**Records excerpted from a collection**
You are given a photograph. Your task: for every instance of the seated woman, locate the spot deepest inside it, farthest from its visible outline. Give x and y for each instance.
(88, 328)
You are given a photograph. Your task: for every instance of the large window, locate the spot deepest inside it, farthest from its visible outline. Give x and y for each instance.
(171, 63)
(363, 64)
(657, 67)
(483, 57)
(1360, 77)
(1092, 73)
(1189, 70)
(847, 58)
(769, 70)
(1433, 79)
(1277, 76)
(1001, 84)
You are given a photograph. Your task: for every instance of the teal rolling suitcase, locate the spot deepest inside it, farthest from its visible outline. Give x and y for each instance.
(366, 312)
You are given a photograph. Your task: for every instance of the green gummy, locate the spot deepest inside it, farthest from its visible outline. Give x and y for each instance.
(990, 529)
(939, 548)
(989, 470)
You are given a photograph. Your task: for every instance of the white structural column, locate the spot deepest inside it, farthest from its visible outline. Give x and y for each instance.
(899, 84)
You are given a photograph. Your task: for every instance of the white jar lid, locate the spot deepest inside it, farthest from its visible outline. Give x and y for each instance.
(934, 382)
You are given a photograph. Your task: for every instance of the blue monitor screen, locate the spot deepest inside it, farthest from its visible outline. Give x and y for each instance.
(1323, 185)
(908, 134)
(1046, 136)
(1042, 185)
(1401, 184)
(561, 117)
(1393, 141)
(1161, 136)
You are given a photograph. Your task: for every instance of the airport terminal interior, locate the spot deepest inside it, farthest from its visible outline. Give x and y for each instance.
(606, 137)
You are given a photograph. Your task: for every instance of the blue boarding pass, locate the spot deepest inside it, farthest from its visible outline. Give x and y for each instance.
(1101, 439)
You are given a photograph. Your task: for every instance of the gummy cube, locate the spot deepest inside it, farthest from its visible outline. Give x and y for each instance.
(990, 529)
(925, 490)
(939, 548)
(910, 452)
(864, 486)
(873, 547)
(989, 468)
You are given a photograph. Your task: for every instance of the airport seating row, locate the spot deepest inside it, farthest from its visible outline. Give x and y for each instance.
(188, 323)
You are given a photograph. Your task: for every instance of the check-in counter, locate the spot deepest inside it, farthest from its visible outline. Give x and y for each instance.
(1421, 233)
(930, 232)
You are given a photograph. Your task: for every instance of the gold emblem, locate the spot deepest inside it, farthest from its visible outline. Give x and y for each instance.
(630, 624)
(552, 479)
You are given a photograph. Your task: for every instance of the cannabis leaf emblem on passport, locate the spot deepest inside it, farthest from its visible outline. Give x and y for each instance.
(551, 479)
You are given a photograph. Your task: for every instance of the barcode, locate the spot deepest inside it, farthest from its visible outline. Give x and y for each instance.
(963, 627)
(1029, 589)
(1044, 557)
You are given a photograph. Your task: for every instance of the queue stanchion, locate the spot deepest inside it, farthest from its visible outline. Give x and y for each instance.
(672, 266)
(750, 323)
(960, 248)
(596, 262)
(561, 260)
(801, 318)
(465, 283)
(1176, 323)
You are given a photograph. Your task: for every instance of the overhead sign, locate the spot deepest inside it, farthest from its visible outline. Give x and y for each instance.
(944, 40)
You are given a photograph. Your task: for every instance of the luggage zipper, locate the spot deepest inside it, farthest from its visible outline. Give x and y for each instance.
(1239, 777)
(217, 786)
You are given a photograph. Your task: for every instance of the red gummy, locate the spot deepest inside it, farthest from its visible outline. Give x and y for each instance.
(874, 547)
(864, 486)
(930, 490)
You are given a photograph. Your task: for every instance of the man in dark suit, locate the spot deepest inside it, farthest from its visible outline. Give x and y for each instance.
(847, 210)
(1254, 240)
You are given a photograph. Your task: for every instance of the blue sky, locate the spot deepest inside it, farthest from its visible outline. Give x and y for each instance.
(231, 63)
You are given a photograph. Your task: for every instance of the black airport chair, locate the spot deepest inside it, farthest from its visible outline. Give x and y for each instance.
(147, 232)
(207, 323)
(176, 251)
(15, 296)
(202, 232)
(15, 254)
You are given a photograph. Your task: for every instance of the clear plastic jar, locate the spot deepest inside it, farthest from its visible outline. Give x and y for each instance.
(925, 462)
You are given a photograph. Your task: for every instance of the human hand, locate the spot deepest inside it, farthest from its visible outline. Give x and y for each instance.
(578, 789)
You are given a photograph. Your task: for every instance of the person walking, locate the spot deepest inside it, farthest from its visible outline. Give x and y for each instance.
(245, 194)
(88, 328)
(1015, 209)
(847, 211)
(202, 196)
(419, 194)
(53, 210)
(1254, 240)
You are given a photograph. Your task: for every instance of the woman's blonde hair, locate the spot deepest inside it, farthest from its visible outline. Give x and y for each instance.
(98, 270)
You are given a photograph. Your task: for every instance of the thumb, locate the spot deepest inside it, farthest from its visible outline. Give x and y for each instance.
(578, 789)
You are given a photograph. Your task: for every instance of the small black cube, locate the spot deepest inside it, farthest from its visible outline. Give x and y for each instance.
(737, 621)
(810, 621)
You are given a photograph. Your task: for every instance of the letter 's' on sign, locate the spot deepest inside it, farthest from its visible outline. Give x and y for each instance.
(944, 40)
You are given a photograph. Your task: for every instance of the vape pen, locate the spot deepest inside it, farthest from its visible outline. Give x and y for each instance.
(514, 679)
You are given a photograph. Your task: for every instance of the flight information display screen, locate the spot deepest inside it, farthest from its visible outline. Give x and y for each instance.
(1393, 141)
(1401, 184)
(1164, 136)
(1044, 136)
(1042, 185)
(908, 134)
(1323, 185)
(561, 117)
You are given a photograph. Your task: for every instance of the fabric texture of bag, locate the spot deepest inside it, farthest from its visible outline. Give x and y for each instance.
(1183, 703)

**WHAT YOU ARE ASKED TO DO**
Repeat every entry above exactly, leaving nothing out.

**PROBLEM SOLUTION**
You are given a photograph. Your task: for every instance of the seated woman, locate the spot deepest inside it, farthest from its visible outline. Give x and y for each instance.
(88, 328)
You are given a photograph. Your task: for every instance of the large window, locate the spot deepest inside it, farthest from its visible outline. Give x and y for each instance.
(171, 63)
(363, 64)
(657, 67)
(483, 57)
(1360, 77)
(1092, 73)
(1189, 70)
(847, 58)
(769, 70)
(1433, 79)
(1277, 76)
(1001, 84)
You are given a photograph. Your task: for every instance of the teal rolling suitcase, locate the spot deepest inside it, farthest from its visible outline. Give x and y for each instance.
(366, 312)
You are given a photograph. Your task: for every instance of the green gummy, locate the spot deepest inside it, farthest from its visible outline. Give x and y for each instance.
(990, 529)
(939, 548)
(989, 470)
You are given a photograph. Your task: for every instance of the white structural column, locate the spot deepest inside it, farthest from its visible outline. Give x and y for each instance.
(899, 84)
You are given a photograph. Your task: for every instance of the white jar lid, locate the spot deepest inside it, farthest from its visible outline. Give x and y for each instance.
(934, 382)
You are given a photograph. Your task: for every instance of the blue monitor screen, locate the spot deepest inside it, farthest from its visible outline. Give x and y for each instance.
(1323, 185)
(908, 134)
(1046, 136)
(1042, 185)
(1401, 184)
(561, 117)
(1393, 141)
(1161, 136)
You are given a photograph. Your task: for every instance of the airport terminal interior, locate the spot deepest inside it, farthest from its visible outline. Give x and y for each instance.
(606, 137)
You are given a photograph. Your task: for every instance of the blue boarding pass, locate the spot deepest inside it, farthest from its visible outline. Give x and y for each instance.
(1101, 439)
You are given a photograph. Your task: for every instance of the gummy cube, locate the spot deepest inside it, farthest from its visible outline. Give x and y for each instance.
(990, 529)
(925, 490)
(939, 548)
(910, 452)
(864, 486)
(873, 547)
(989, 468)
You are given a photograph. Your task: for every instance of the airport seating row, locate the spot deepest inside it, farthest from its visible outline. Give x and y for each instance.
(188, 323)
You are given a photograph. Your task: for every instance of the check-in counter, locate the spot deepest inside it, farthest from its visible outline. Give x and y for each instance.
(1421, 233)
(930, 232)
You are given a photograph. Your task: for every instance of the gold emblem, locate the spot deepest inside it, farthest from its visible outline. Give x and y for each instance.
(630, 624)
(552, 479)
You are given a photograph. Your task: for every instance of the cannabis leaf emblem on passport, locate the spot deepest inside it, farthest from its visible outline. Give x and y for each instance.
(551, 479)
You are given a photograph. Your task: for every instance of the barcode, locate the spot deepest inside it, farthest from its visible outline. Give x and y for each instance.
(963, 627)
(1029, 589)
(1044, 557)
You are given a photograph. Your task: for every instance of the queue stanchion, locate the spot deepest inside it, farthest from its visible outline. Give x and y for each instance.
(672, 266)
(750, 323)
(960, 248)
(596, 262)
(561, 260)
(801, 318)
(465, 283)
(1176, 323)
You are given a photograph. Your task: for every instance of the overhead sign, locate the spot deepest inside it, farthest from its visible outline. Give x and y for each instance.
(944, 40)
You are given a photograph. Your task: for every instance of the luggage zipper, locate the spot deepest inside it, farthest from its visible outline. Give x and y for each instance.
(1239, 777)
(217, 786)
You are given a photograph. Your task: for every instance of the red gummy, locate the spot deepest inside it, farthest from its visible outline. Give x and y for each instance.
(874, 547)
(864, 486)
(930, 490)
You are given a photograph. Your task: for every instance of the man in dark suit, locate the spot deepest inside it, farthest from its visible outline. Give x and y for each instance.
(847, 210)
(1254, 240)
You are given a photograph. Your task: for every instance of the blue sky, locate the spot deepest inside it, farthest from its visible outline. Give x and y for each instance.
(231, 63)
You are given a photograph. Your task: for every instance of the black airport chair, locate the spot deepest inside it, farthest from its visible outline. Give x and y for each instance.
(147, 232)
(207, 323)
(176, 251)
(15, 296)
(202, 232)
(15, 254)
You are given a photograph. Your task: for every instance of the clear plastic jar, locate the spot deepest inside it, farthest from its visible outline. Give x and y for each instance.
(925, 462)
You are given a photograph. Your task: for every instance of the human hand, locate the spot deepest inside it, farthest from its visible outline. Give x and y for each instance.
(578, 789)
You are given a photograph. Your task: for every instance of the person walking, locate the spot deepest inside it, farthest from its visible outline. Give x and y for each instance.
(245, 194)
(88, 328)
(1015, 209)
(847, 211)
(202, 196)
(419, 194)
(53, 210)
(1254, 240)
You are given a photograph. Your task: for every instance of the woman's blonde hair, locate the spot deepest inside it, farthest from its visible outline. Give x and y for each instance.
(98, 270)
You are given a photograph. Your task: for every instance of the thumb, locate the spot deepest inside it, farthest from its visible outline. Give x and y for each instance.
(578, 789)
You are given a photograph. Your task: for every instance of the small black cube, locate the spot deepest inside it, farthest from its visible outline. Give x and y for each instance.
(737, 621)
(810, 621)
You are given a photograph. Your task: for every instance of the letter 's' on sign, locate the spot deepest inside it, farthest from its visible outline. Give x and y for each instance.
(944, 40)
You are given a photograph. Your task: for every instance of the vape pen, locate the spot deepest inside it, farthest from its visible outline. Give x and y for each instance.
(514, 679)
You are given a photograph. Your task: for every instance of the flight information display screen, locate the spot deepest inside it, farthest from its visible outline. Give x and y for each instance.
(1393, 141)
(1401, 184)
(1164, 136)
(1044, 136)
(1042, 185)
(908, 134)
(1323, 185)
(561, 117)
You are given a photograph. Your task: for every instance of the fabric texture of bag, locate the spot deepest inside it, farthest from its visible outline. Give x and y for each instance.
(1183, 703)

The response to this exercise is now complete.